* _Text passage_
╔══
From 64f91009f290b5495f5de8475f23db697f610bc7 Mon Sep 17 00:00:00 2001
From: Hyukjin Kwon <gurwls223@apache.org>
Date: Thu, 22 Jan 2026 18:19:30 +0900
Subject: [PATCH 1/3] [C++] Generate proper UTF-8 strings in JSON test
 utilities

---
 cpp/src/arrow/json/test_common.h | 79 +++++++++++++++++++++++++++++---
 1 file changed, 72 insertions(+), 7 deletions(-)
diff --git a/cpp/src/arrow/json/test_common.h b/cpp/src/arrow/json/test_common.h
index 423a0123c05..dbaaa9f82ce 100644
--- a/cpp/src/arrow/json/test_common.h
+++ b/cpp/src/arrow/json/test_common.h
@@ -110,20 +110,85 @@ struct GenerateImpl {
     return OK(writer.Double(val));
   }
 
-  Status GenerateAscii(const DataType&) {
-    auto size = std::poisson_distribution<>{4}(e);
-    std::uniform_int_distribution<uint16_t> gen_char(32, 126);  // FIXME generate UTF8
-    std::string s(size, '\0');
-    for (char& ch : s) ch = static_cast<char>(gen_char(e));
+  Status GenerateUtf8(const DataType&) {
+    // Generate random UTF-8 encoded strings from valid Unicode scalar values.
+    auto num_codepoints = std::poisson_distribution<>{4}(e);
+    std::string s;
+    s.reserve(num_codepoints * 3);
+
+    for (int i = 0; i < num_codepoints; ++i) {
+      uint32_t codepoint;
+      std::uniform_int_distribution<uint32_t> plane_dist(0, 3);
+      uint32_t plane = plane_dist(e);
+
+      if (plane == 0) {
+        // Basic Multilingual Plane (BMP): U+0000 to U+FFFF
+        // Exclude surrogate code points (U+D800 to U+DFFF)
╚══
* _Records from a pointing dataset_
╔══
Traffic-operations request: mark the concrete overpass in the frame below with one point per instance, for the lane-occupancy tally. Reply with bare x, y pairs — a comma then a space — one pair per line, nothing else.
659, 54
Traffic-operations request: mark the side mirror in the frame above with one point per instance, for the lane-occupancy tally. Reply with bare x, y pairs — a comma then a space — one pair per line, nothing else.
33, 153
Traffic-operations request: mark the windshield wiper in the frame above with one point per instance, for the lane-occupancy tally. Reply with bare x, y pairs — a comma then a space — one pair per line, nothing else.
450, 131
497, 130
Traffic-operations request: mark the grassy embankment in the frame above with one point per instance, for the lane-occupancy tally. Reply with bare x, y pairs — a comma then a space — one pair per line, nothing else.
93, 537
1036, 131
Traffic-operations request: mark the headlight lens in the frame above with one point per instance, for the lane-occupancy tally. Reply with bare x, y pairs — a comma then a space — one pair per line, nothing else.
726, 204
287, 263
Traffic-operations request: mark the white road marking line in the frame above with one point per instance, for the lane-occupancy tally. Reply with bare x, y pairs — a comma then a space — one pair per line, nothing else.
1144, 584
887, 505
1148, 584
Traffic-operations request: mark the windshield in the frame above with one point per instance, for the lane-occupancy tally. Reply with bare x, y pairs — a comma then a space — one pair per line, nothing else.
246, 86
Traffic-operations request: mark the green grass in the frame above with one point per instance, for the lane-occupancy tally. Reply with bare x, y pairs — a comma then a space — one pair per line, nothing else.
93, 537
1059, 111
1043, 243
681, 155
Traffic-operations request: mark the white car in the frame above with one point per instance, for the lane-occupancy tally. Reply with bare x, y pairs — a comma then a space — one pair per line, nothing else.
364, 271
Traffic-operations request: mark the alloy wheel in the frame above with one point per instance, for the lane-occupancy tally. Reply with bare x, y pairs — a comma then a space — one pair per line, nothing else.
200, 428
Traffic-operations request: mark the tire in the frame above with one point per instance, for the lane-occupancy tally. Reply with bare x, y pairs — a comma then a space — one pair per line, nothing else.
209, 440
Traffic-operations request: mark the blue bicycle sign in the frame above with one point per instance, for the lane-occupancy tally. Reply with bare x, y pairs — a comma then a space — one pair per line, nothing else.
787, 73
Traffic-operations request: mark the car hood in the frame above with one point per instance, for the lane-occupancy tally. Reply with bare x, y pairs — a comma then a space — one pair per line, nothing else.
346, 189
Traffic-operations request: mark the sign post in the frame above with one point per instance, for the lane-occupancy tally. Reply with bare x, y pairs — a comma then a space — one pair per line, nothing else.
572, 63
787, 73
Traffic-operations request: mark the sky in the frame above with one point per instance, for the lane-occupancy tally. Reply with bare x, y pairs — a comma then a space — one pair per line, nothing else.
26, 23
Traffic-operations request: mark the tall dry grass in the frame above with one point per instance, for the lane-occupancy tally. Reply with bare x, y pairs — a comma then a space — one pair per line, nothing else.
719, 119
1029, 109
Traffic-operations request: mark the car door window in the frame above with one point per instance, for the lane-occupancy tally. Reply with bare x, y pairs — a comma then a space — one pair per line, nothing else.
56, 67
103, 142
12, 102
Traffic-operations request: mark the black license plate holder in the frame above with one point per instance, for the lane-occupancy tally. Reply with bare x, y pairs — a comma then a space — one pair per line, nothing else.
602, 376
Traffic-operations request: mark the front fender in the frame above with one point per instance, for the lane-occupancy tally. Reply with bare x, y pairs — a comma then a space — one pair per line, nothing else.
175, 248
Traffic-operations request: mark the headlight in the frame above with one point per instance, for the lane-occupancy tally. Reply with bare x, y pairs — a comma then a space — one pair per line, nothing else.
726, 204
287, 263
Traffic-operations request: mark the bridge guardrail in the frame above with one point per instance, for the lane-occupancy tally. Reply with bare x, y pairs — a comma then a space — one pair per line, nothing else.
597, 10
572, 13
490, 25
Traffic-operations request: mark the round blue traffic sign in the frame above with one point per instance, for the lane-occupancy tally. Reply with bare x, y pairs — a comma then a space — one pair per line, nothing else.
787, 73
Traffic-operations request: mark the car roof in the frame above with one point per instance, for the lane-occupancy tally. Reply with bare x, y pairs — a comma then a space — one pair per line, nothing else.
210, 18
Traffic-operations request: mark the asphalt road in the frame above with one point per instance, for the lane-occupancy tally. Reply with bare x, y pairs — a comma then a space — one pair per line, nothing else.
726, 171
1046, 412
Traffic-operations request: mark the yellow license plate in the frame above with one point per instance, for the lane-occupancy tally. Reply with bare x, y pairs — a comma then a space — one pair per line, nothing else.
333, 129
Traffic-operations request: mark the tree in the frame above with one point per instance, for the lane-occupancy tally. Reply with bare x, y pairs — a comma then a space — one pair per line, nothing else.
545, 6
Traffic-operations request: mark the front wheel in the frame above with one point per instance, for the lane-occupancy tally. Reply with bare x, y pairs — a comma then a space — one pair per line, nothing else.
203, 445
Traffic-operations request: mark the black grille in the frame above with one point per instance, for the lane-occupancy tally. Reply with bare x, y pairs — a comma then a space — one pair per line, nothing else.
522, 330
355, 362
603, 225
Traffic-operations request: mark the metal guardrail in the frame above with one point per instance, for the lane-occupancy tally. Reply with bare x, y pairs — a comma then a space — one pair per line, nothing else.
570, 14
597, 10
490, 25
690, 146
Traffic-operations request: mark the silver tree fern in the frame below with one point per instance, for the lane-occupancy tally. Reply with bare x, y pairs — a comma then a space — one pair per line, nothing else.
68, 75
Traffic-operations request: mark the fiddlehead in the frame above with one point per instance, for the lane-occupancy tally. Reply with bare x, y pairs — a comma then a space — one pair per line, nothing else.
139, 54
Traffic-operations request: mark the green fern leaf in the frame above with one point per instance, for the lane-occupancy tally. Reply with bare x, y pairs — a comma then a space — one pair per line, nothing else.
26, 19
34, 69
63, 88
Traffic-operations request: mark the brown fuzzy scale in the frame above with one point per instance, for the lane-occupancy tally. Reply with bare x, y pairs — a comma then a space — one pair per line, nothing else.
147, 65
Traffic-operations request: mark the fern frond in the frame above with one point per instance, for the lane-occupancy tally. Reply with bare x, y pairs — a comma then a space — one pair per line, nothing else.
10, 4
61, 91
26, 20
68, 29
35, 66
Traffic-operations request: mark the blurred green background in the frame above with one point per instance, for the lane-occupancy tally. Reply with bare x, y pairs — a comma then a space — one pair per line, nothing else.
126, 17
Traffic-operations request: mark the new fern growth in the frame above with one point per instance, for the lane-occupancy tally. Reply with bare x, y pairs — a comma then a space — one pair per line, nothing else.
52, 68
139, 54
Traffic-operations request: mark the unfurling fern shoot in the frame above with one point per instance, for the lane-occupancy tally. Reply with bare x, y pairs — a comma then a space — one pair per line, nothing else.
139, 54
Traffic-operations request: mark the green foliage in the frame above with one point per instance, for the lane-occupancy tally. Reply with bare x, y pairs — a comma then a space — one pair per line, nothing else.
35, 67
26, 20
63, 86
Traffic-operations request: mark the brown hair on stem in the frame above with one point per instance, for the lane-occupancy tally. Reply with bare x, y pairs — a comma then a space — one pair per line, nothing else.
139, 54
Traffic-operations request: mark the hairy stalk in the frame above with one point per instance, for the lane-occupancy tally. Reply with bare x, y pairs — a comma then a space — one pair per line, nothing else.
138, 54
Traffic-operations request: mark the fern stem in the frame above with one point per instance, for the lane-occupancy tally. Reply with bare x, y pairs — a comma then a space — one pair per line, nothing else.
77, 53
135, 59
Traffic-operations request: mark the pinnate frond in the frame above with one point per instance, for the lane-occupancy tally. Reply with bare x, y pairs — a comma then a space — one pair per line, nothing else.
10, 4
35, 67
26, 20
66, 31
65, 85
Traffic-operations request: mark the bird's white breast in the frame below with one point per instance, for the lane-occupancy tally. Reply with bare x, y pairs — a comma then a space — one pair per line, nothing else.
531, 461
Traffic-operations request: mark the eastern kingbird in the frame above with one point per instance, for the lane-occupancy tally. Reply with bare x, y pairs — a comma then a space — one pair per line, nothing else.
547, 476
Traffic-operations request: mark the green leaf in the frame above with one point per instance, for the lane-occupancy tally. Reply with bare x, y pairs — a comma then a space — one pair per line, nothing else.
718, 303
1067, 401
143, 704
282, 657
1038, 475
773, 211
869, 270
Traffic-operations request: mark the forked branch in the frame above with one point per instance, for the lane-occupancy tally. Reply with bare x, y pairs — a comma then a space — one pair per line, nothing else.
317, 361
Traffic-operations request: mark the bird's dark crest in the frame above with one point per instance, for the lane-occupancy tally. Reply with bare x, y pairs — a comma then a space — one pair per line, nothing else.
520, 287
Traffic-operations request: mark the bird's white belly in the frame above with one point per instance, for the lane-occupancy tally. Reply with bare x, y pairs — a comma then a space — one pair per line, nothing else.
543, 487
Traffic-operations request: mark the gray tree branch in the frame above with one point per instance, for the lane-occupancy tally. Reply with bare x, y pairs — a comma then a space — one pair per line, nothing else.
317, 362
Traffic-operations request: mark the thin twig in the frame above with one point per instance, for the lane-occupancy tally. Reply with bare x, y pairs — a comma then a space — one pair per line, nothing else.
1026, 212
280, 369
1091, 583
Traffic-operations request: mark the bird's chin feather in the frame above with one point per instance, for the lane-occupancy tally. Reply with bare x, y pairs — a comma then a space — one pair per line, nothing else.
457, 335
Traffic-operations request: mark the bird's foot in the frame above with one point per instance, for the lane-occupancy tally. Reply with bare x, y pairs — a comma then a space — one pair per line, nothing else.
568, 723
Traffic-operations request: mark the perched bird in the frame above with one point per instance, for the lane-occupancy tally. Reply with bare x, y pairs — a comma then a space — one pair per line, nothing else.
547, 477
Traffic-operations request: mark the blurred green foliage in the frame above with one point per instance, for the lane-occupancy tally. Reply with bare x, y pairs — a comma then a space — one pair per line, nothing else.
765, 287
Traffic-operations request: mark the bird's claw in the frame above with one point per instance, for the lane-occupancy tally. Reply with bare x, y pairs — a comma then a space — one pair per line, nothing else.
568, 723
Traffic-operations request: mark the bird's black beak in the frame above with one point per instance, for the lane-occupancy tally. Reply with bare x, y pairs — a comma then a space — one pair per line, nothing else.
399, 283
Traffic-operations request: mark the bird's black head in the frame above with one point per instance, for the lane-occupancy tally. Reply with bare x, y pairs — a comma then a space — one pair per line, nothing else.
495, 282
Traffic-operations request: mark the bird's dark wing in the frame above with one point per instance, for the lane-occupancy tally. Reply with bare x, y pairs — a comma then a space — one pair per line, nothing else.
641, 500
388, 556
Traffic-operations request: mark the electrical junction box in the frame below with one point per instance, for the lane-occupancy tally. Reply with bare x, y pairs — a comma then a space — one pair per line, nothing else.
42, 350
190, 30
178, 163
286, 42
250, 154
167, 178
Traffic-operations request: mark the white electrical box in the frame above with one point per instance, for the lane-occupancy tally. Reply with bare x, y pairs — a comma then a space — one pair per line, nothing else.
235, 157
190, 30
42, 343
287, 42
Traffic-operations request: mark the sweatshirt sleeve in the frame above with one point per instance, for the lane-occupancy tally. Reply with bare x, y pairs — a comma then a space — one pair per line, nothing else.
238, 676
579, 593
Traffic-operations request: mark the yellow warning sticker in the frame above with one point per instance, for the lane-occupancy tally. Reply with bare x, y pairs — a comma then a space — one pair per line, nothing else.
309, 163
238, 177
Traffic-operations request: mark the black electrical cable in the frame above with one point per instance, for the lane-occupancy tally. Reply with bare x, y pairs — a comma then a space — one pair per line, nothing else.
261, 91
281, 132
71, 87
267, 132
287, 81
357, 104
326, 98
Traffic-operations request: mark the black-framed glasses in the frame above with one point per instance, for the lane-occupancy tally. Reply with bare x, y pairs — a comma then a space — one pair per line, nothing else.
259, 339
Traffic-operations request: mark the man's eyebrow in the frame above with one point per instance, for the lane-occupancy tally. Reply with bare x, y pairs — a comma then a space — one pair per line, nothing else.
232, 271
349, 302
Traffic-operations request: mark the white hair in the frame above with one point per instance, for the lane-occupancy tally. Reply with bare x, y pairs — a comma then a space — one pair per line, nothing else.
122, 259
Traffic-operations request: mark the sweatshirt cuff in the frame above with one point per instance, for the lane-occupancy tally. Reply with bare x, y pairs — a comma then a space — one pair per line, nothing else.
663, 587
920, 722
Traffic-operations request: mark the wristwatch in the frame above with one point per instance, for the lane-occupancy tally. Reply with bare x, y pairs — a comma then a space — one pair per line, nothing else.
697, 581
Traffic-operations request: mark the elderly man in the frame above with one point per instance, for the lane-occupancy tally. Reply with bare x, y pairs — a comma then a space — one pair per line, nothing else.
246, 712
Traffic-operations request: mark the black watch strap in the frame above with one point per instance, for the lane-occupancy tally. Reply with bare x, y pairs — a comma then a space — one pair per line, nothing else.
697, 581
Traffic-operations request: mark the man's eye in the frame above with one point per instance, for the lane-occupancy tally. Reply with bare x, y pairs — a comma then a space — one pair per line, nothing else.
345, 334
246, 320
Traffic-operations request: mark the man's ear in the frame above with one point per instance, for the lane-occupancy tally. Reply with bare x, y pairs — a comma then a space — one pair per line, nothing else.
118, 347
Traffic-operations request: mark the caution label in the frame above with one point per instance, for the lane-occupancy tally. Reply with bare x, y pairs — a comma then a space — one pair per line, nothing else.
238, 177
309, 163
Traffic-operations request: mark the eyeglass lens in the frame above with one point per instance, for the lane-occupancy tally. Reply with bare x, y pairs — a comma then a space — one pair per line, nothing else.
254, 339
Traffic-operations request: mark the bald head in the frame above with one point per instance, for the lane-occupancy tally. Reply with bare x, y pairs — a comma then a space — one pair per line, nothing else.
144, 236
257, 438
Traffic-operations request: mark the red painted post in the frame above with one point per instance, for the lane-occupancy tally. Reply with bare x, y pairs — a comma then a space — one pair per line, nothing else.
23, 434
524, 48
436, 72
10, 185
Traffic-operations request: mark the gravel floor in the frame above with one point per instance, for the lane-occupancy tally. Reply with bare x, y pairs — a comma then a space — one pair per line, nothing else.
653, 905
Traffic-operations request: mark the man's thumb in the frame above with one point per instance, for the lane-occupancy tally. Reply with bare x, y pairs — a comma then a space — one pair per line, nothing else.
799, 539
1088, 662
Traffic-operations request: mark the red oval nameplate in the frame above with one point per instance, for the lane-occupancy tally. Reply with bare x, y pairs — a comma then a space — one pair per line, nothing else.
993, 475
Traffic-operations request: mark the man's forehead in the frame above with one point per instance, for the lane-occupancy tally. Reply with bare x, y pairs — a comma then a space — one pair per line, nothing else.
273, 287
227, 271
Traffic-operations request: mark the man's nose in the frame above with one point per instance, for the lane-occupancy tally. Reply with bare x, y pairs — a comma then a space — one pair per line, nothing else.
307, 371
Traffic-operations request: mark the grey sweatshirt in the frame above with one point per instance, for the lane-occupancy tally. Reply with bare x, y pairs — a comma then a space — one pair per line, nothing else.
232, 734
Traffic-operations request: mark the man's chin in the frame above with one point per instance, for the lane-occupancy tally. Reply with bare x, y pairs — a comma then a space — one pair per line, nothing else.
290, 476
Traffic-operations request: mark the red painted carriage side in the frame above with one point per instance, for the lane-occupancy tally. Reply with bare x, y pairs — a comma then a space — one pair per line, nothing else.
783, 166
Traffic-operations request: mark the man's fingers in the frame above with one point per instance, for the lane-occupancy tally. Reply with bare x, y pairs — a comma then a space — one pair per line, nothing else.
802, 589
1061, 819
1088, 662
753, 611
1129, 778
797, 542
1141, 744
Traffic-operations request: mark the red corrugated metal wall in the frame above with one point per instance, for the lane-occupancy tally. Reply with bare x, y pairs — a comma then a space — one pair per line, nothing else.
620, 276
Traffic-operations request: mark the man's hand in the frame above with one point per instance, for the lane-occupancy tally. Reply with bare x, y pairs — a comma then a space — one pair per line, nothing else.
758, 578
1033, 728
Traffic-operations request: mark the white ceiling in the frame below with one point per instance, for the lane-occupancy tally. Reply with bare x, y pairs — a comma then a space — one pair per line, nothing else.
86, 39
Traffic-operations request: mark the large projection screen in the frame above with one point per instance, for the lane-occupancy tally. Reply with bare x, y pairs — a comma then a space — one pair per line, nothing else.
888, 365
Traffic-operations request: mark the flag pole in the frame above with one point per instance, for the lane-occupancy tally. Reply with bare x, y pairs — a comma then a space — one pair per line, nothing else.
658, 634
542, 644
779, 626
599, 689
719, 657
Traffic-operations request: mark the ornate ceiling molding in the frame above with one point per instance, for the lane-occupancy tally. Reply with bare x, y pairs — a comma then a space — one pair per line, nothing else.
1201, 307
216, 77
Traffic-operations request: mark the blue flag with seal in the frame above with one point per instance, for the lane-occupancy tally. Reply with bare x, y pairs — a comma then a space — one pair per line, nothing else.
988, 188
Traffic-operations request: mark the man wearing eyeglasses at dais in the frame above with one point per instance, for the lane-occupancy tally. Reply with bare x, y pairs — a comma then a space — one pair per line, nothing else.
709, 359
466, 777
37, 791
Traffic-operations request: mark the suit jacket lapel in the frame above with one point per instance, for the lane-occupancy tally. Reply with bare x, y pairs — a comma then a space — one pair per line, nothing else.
╚══
* _Written task_
Print the part of the patch that starts at the words "From 64f91009f290b5495f5de8475f23db697f610bc7 Mon" and stops after "insertions(+), 7 deletions(-)".

* _Result below_
From 64f91009f290b5495f5de8475f23db697f610bc7 Mon Sep 17 00:00:00 2001
From: Hyukjin Kwon <gurwls223@apache.org>
Date: Thu, 22 Jan 2026 18:19:30 +0900
Subject: [PATCH 1/3] [C++] Generate proper UTF-8 strings in JSON test
 utilities

---
 cpp/src/arrow/json/test_common.h | 79 +++++++++++++++++++++++++++++---
 1 file changed, 72 insertions(+), 7 deletions(-)